__WHAT YOU HAVE TO DO__
Each record needs to be echoed exactly; can you do that?

>> START SUPPLIED ENTRIES

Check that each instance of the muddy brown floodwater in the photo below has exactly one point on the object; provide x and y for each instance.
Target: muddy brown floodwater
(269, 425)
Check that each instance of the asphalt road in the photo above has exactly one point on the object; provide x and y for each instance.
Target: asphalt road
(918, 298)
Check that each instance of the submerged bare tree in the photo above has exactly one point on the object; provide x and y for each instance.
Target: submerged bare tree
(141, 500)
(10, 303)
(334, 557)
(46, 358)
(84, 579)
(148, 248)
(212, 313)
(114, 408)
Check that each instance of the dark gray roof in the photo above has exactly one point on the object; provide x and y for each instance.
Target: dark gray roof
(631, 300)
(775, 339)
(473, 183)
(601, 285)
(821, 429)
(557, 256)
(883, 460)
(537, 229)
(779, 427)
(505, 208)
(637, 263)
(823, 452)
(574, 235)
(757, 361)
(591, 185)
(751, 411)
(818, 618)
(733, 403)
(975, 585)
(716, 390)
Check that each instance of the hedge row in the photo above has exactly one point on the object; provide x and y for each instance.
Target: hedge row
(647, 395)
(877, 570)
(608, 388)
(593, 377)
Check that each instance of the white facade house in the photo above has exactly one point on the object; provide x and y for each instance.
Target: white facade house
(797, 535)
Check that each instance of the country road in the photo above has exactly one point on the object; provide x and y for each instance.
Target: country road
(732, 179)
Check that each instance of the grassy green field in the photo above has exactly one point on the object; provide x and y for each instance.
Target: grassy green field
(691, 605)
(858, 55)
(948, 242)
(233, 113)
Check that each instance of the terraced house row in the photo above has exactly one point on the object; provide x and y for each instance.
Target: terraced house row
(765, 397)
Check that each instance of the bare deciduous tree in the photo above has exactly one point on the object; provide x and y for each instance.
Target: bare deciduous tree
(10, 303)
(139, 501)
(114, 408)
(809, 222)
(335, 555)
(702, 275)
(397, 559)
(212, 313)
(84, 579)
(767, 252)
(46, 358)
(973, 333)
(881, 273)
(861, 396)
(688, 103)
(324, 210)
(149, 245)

>> END SUPPLIED ENTRIES

__RESPONSE__
Check that each instance of the muddy brown floodwater in the photo below has exactly one point on the object; provide x and y for each instance.
Target: muddy brown floodwater
(269, 425)
Check that each instance of the asphalt road in the photo above has exactly one point on the object; provide x and y for each instance.
Target: asphalt road
(918, 298)
Check that each instance of the submerged bare tree in the photo above has exactly one point on the object; provide x and y for each instance.
Target: submerged bare tree
(141, 500)
(10, 303)
(334, 557)
(46, 358)
(84, 579)
(148, 248)
(212, 313)
(114, 408)
Check that each instance of the dark gray roof in the photo above has exactly one point on the object; provide x and y for each instance.
Target: dark gray roof
(631, 300)
(775, 339)
(473, 183)
(601, 285)
(821, 429)
(557, 256)
(883, 460)
(537, 229)
(779, 427)
(505, 208)
(637, 263)
(823, 452)
(574, 235)
(757, 361)
(591, 185)
(751, 411)
(818, 618)
(733, 403)
(975, 585)
(716, 390)
Check that each instance of the hedge row in the photo above has exactly one point on the object; provide x and y for each instance.
Target: hedge row
(647, 395)
(877, 570)
(608, 388)
(593, 377)
Check that each instance of the white facade house in the photo above has exactly one point on the object; provide x and y for each instance.
Target: white facade house
(797, 535)
Check that each instance of the country road in the photo above has exactly one point on the object; provide x and y for each instance.
Target: country road
(732, 179)
Check that each instance of the grassy green field in the photo above has exactly one point on the object; provide x and y for each instance.
Target: grassy green field
(691, 605)
(858, 55)
(948, 242)
(233, 113)
Check that each instance of the terraced house row in the photo above has exactly one point on the object; provide x and y for each instance.
Target: terraced house row
(765, 397)
Check that each instance of the bare deciduous tree in the photo above has exactly one point on the object; provide x and y for each instance.
Target: bare deciduous tree
(10, 303)
(139, 501)
(114, 408)
(809, 222)
(335, 555)
(702, 275)
(397, 559)
(212, 313)
(84, 579)
(767, 252)
(46, 358)
(973, 333)
(881, 273)
(861, 396)
(688, 103)
(324, 210)
(149, 245)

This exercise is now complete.